■ Exercise instructions:
In the listing that follows, locate the line containing "Would you be able to indicate the cluttered" and the line containing "Would you be able to indicate the sweatshirt". Retype exactly those two lines and every line between them, and nothing more.
--- START ---
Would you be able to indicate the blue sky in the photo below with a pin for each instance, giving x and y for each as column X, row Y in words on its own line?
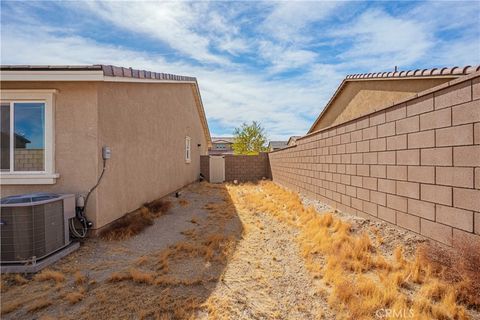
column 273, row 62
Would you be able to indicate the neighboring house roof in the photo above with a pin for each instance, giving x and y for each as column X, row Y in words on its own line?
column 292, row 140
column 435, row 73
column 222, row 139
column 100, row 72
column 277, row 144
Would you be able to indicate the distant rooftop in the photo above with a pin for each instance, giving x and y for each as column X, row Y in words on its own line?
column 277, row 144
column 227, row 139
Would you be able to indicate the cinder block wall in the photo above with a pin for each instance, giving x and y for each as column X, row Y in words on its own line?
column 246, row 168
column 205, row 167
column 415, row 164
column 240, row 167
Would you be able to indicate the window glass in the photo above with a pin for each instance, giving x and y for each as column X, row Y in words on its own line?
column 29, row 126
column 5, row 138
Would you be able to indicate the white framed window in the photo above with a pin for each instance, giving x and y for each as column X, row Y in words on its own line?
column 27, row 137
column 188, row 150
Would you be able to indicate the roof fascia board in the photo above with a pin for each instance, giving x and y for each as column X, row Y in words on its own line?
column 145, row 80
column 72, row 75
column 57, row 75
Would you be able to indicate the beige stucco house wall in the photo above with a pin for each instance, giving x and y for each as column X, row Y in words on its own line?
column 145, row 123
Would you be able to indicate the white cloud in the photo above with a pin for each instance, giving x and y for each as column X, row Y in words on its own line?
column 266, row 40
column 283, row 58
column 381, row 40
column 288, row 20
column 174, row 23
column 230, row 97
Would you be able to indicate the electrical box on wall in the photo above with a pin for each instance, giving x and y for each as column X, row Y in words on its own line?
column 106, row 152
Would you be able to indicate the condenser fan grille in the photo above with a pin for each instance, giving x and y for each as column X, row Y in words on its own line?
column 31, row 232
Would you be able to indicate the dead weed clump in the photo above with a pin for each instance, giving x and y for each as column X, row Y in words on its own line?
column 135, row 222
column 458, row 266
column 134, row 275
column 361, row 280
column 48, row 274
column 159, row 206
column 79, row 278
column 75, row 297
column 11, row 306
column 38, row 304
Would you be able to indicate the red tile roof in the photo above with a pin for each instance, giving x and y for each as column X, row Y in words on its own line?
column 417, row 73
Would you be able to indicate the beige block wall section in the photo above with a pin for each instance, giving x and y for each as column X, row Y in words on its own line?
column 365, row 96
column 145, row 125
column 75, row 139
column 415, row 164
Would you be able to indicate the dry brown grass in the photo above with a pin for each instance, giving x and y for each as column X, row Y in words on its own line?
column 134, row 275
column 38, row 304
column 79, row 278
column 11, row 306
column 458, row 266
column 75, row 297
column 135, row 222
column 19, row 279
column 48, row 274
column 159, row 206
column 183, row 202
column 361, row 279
--- END ---
--- START ---
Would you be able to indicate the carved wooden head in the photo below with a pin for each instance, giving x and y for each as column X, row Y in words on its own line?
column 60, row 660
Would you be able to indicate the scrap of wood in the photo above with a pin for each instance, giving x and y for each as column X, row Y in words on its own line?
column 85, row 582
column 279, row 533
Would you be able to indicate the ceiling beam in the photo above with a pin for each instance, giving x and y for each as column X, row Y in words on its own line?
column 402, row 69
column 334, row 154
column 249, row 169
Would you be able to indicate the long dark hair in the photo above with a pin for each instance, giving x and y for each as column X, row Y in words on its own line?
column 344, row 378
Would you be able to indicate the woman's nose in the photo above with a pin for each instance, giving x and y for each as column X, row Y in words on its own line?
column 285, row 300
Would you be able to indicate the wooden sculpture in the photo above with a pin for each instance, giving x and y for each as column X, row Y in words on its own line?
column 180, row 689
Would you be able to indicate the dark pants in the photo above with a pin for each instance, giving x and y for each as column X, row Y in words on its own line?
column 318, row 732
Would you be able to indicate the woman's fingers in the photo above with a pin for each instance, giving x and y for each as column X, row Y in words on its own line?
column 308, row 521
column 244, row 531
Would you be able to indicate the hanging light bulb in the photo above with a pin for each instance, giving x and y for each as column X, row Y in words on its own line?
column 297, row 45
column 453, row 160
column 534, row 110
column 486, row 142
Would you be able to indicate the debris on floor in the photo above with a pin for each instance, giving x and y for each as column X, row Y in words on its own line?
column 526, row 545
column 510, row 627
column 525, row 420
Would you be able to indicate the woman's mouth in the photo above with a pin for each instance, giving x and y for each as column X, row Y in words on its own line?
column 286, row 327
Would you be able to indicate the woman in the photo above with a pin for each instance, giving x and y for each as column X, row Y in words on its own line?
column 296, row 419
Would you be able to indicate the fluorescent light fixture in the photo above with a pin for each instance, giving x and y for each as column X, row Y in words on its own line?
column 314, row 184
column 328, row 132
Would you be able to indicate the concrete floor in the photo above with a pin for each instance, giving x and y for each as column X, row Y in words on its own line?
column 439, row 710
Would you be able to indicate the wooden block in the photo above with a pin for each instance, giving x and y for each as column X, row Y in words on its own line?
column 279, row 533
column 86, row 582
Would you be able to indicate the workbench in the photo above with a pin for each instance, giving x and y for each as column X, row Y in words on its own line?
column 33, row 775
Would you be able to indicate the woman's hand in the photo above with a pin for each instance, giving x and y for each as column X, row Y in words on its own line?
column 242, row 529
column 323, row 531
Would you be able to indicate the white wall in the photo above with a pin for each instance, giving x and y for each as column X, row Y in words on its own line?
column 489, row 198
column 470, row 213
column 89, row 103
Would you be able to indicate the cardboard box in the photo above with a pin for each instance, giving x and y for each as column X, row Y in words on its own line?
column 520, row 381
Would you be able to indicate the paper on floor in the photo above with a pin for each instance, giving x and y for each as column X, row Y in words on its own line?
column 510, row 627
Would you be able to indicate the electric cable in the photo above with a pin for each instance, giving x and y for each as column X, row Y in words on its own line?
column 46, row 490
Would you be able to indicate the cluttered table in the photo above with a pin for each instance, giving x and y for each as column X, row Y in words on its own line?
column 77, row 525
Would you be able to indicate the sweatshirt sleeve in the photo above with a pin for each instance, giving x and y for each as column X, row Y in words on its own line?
--- END ---
■ Solution:
Would you be able to indicate the cluttered table in the photo above with a pin for each instance, giving x and y for each as column X, row Y in words on its own line?
column 77, row 525
Would you be able to indicate the sweatshirt sleeve in the photo above with a pin for each instance, giving x and y for each as column X, row Y in words on its own line?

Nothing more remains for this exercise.